Texte de lecture:
A la veille du congrès de Japy, après l'entrée d'Alexandre Millerand au gouvernement, guesdistes et vaillantistes se fendent d'une déclaration intransigeante le 14 juillet 1899: « Le Parti socialiste, parti de classe, ne saurait être ou devenir, sous peine de suicide, un parti ministériel. Il n'a pas à partager le pouvoir avec la bourgeoisie, dans les mains de laquelle l'Etat ne peut être qu'un instrument de conservation et d'oppression sociales. Sa mission est de le lui arracher, pour en faire l'instrument de la libération et de la révolution sociale » (cité dans Jean Jaurès de l'historien Jean-Pierre Rioux. Editions Perrin, p.172).
d) les différentes tendances du socialisme au tournant du siècle.
Les partis révolutionnaires, dont:
- le parti socialiste de France d'Edouard Vaillant, héritier de la tradition blanquiste.
- le POF (Parti Ouvrier Français) des marxistes orthodoxes regroupés derrière Jules Guesde et Paul Lafargue qui pensent que la collaboration avec les partis bourgeois (les radicaux) par le soutien parlementaire ou la participation gouvernementale justifiée au nom des valeurs républicaines et de la mise en œuvre de réformes graduelles améliorant la condition ouvrière risque de briser la combativité ouvrière, d'embourgeoiser les cadres socialistes et de mettre en avant une illusoire communauté d'intérêt entre les classes au détriment d'un approfondissement de la lutte des classes.

[Données d'annotation par points]
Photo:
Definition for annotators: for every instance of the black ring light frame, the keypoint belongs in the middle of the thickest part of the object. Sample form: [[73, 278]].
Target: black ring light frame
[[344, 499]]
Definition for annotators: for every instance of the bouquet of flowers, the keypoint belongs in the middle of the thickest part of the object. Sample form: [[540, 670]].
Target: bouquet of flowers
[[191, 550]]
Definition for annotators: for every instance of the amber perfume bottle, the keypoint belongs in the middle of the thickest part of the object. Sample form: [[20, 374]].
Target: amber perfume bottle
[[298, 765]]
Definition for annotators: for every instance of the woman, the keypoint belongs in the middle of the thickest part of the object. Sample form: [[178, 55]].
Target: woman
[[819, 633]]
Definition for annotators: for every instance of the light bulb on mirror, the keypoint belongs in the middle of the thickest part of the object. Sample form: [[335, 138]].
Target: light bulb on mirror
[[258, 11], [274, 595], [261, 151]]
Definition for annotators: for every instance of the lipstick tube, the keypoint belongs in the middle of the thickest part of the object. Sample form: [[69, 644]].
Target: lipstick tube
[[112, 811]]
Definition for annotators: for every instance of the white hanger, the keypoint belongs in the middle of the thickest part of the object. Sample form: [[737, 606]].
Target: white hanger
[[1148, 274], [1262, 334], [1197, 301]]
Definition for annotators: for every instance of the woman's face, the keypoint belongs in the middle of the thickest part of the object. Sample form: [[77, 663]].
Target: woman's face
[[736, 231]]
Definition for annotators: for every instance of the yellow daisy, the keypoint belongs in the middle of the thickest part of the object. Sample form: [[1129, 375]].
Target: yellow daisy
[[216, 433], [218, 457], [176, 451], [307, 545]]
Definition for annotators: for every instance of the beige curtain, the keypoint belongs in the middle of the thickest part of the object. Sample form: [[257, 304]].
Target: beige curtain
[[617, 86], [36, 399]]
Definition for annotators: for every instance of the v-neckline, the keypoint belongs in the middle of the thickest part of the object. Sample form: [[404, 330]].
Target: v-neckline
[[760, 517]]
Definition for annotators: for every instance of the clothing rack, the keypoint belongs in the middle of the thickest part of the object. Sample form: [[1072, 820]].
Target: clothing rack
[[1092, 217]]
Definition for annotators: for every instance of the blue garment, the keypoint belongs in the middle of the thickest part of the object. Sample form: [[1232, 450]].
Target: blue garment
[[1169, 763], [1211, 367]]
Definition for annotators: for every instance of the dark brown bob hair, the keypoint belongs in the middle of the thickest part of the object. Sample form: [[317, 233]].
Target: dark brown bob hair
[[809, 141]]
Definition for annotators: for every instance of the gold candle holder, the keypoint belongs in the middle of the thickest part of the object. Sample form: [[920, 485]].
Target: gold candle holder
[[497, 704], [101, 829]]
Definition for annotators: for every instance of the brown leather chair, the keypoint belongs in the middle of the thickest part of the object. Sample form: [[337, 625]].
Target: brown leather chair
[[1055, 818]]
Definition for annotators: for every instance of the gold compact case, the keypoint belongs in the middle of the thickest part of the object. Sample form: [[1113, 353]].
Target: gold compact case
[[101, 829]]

Consigne: Recopiez, s'il vous plaît, le passage du texte sur le socialisme qui s'ouvre sur les mots contenant « d) les différentes » et se ferme sur « la tradition blanquiste. ». Servez-vous uniquement du texte sur le socialisme.

Réponse attendue:
d) les différentes tendances du socialisme au tournant du siècle.
Les partis révolutionnaires, dont:
- le parti socialiste de France d'Edouard Vaillant, héritier de la tradition blanquiste.